**Data for this exercise:**
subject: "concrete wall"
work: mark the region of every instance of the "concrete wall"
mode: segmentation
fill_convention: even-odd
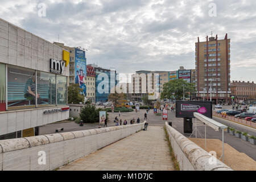
[[[49,60],[62,60],[63,49],[0,18],[0,63],[49,72]],[[63,75],[68,76],[69,67]]]
[[[44,114],[46,110],[68,107],[63,106],[0,113],[0,135],[67,119],[69,111]]]
[[[0,170],[53,170],[143,128],[144,123],[0,140]],[[40,151],[46,164],[38,164]]]
[[[189,140],[166,122],[166,127],[174,154],[183,171],[231,171],[229,167],[216,159],[211,164],[213,156]],[[209,162],[210,162],[210,163]]]

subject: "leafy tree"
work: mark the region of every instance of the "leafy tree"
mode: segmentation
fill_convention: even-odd
[[[123,93],[117,93],[115,92],[115,93],[110,93],[109,96],[109,101],[112,101],[115,105],[118,104],[118,100],[123,100],[127,98],[126,94]]]
[[[185,97],[188,97],[189,96],[188,92],[190,92],[191,95],[196,93],[196,90],[194,84],[189,83],[183,79],[176,79],[170,80],[164,84],[160,98],[162,100],[170,99],[175,97],[176,100],[182,100],[183,98],[183,85],[184,85]]]
[[[81,94],[82,89],[79,84],[72,84],[68,88],[68,98],[69,104],[84,103],[84,97]]]
[[[152,100],[148,99],[148,95],[142,97],[141,98],[144,104],[151,105],[152,104]]]
[[[98,122],[100,111],[101,110],[104,110],[104,109],[101,108],[96,109],[95,106],[89,104],[85,104],[85,106],[81,110],[80,114],[80,118],[84,121],[84,123]],[[109,119],[108,115],[109,114],[107,113],[106,116],[107,121]]]

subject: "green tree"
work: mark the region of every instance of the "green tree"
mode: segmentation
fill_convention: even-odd
[[[185,97],[189,97],[190,94],[196,93],[196,90],[194,84],[189,83],[183,79],[176,79],[170,80],[165,83],[163,86],[163,92],[161,93],[160,98],[170,99],[175,97],[176,100],[181,100],[183,98],[183,85]]]
[[[72,84],[68,88],[68,98],[69,104],[84,103],[84,97],[81,93],[82,89],[79,87],[79,84]]]
[[[148,99],[148,95],[144,96],[141,98],[144,104],[151,105],[152,104],[152,100]]]

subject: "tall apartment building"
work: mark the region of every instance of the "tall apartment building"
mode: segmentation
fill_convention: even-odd
[[[197,99],[204,97],[213,103],[230,102],[230,39],[206,37],[195,43]],[[210,92],[210,85],[212,90]]]
[[[86,66],[86,98],[90,100],[92,103],[95,104],[96,101],[96,83],[95,83],[95,70],[92,66]]]
[[[93,64],[88,66],[95,71],[95,102],[107,101],[110,90],[118,82],[118,73],[115,70],[102,68]]]
[[[234,101],[237,103],[255,100],[256,84],[253,81],[233,81],[231,83],[231,95],[234,96]]]

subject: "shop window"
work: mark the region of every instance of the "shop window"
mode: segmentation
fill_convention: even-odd
[[[8,110],[35,107],[35,71],[8,65]]]
[[[67,104],[67,77],[57,75],[57,88],[63,88],[57,90],[57,105],[66,105]]]
[[[0,111],[6,110],[5,64],[0,63]]]
[[[38,107],[56,105],[55,75],[38,71],[37,88],[39,99]]]

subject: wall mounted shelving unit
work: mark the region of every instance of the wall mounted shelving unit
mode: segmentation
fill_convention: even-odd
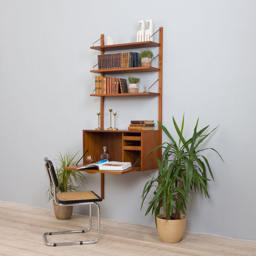
[[[148,158],[148,153],[146,152],[153,149],[162,143],[162,130],[159,125],[158,130],[151,131],[131,131],[129,130],[111,131],[104,130],[104,101],[105,98],[109,97],[157,97],[158,98],[158,120],[162,122],[162,83],[163,77],[163,28],[160,28],[159,43],[151,41],[123,44],[110,45],[104,45],[104,35],[101,35],[100,45],[93,46],[91,49],[100,51],[101,55],[105,52],[111,51],[128,50],[152,47],[158,47],[159,50],[158,68],[152,67],[139,67],[112,69],[92,70],[91,72],[100,74],[103,76],[108,74],[133,73],[140,72],[157,72],[158,73],[158,92],[138,92],[133,93],[91,94],[92,97],[100,97],[100,124],[101,130],[83,131],[83,151],[84,153],[89,149],[93,154],[95,161],[100,159],[103,146],[107,146],[110,155],[110,160],[118,162],[130,162],[133,168],[122,171],[100,171],[95,169],[80,169],[90,173],[99,172],[101,175],[101,197],[104,197],[104,174],[124,174],[134,171],[143,171],[157,168],[156,158],[161,158],[161,148],[155,150]],[[155,33],[155,34],[156,34]],[[93,152],[93,153],[92,153]],[[76,170],[84,165],[86,163],[84,156],[82,164],[66,167],[64,169]]]

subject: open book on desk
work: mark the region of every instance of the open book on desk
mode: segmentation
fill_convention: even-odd
[[[99,170],[114,170],[122,171],[132,166],[129,162],[116,162],[114,161],[109,162],[108,160],[103,159],[96,163],[90,164],[87,165],[77,168],[79,169],[86,169],[97,167]]]

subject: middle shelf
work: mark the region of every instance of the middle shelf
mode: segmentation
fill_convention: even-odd
[[[115,68],[110,69],[96,69],[91,70],[92,73],[105,75],[125,73],[138,73],[141,72],[152,72],[159,71],[160,68],[153,67],[140,67],[138,68]]]

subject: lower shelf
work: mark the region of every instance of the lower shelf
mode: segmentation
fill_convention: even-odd
[[[115,171],[114,170],[104,170],[101,171],[98,169],[79,169],[77,170],[77,168],[80,168],[84,165],[84,164],[78,164],[77,165],[73,165],[68,167],[65,167],[64,169],[65,170],[70,170],[70,171],[79,171],[81,172],[86,172],[89,173],[112,173],[113,174],[124,174],[128,172],[131,172],[135,171],[140,171],[141,168],[140,166],[135,166],[133,169],[132,167],[128,168],[123,171]]]

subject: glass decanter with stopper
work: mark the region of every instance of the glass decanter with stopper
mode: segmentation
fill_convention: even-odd
[[[102,160],[103,159],[106,159],[107,160],[109,160],[109,155],[107,153],[107,147],[104,146],[103,147],[103,153],[100,155],[100,160]]]

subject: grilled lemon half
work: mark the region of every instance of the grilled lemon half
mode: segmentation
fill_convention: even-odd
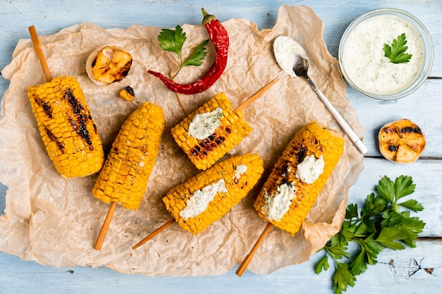
[[[104,45],[89,55],[86,71],[94,82],[110,85],[123,80],[131,65],[132,56],[127,51],[117,46]]]
[[[386,124],[379,131],[379,150],[388,160],[401,164],[415,161],[425,149],[421,128],[409,119]]]

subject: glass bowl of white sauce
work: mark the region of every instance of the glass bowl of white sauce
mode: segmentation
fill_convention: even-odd
[[[384,44],[405,34],[412,56],[394,63],[386,57]],[[381,100],[404,97],[428,78],[433,66],[431,37],[412,15],[395,8],[380,8],[355,19],[344,32],[339,46],[339,64],[345,80],[358,92]]]

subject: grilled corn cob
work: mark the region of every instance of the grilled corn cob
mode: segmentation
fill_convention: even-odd
[[[175,142],[197,169],[213,165],[249,135],[252,128],[234,112],[224,93],[216,94],[172,129]]]
[[[131,54],[115,45],[104,45],[94,50],[86,61],[86,72],[92,82],[110,85],[123,80],[132,66]]]
[[[425,149],[425,135],[409,119],[384,125],[379,131],[379,151],[387,159],[400,164],[414,162]]]
[[[172,189],[162,200],[179,226],[196,235],[245,197],[263,169],[258,154],[232,157]]]
[[[145,102],[121,126],[92,189],[109,203],[136,210],[158,154],[165,117],[158,106]]]
[[[60,175],[99,171],[104,161],[101,140],[75,78],[54,78],[28,91],[43,143]]]
[[[255,201],[261,218],[292,235],[299,231],[343,152],[334,133],[313,122],[295,135]]]

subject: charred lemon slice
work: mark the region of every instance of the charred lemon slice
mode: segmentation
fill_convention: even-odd
[[[132,65],[132,56],[114,45],[100,46],[94,50],[86,61],[89,78],[97,84],[109,85],[126,77]]]
[[[401,164],[414,162],[425,149],[421,128],[409,119],[386,124],[379,131],[379,149],[388,160]]]

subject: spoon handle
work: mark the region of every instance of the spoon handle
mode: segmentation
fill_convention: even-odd
[[[327,109],[330,111],[330,113],[333,116],[335,119],[340,124],[344,132],[347,134],[347,135],[350,138],[353,144],[357,147],[357,148],[359,150],[361,153],[365,154],[368,149],[366,146],[364,145],[361,139],[356,135],[352,127],[345,121],[344,118],[340,114],[339,112],[336,110],[336,109],[330,103],[330,101],[327,99],[327,97],[323,94],[322,92],[319,90],[318,86],[309,78],[307,79],[309,80],[309,83],[313,88],[313,90],[316,92],[318,97],[321,99],[322,102],[324,104]]]

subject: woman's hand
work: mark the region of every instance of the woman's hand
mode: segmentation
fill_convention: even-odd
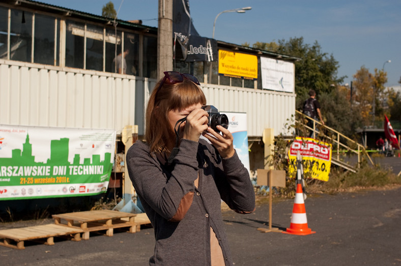
[[[234,150],[234,146],[233,144],[233,140],[234,139],[233,135],[228,129],[221,125],[217,126],[216,128],[221,131],[222,135],[220,135],[211,127],[208,127],[207,132],[204,132],[202,135],[210,141],[222,158],[224,159],[230,158],[235,153],[235,150]],[[210,133],[214,137],[211,136],[208,133]]]
[[[208,129],[209,114],[201,108],[194,109],[187,116],[183,139],[197,142],[202,132]]]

**Task directions:** Render the records as a Markdown table with the columns No. and Line, starting with the line containing "subject: woman's hand" and going on through the end of the records. Omit blank lines and leave the pictures out.

**Exercise solution:**
| No. | Line |
|---|---|
| 1 | subject: woman's hand |
| 2 | work: mark the region of every instance of the woman's hand |
| 3 | mode: segmentation |
| 4 | fill_convention: even-odd |
| 5 | [[[234,150],[234,146],[233,144],[233,140],[234,139],[233,135],[228,129],[221,125],[217,126],[216,128],[221,131],[222,135],[220,135],[211,127],[208,127],[207,132],[204,132],[202,135],[210,141],[222,158],[224,159],[230,158],[235,153],[235,150]],[[210,133],[214,137],[211,136],[208,133]]] |
| 6 | [[[208,129],[209,114],[201,108],[194,109],[187,116],[183,139],[197,142],[202,132]]] |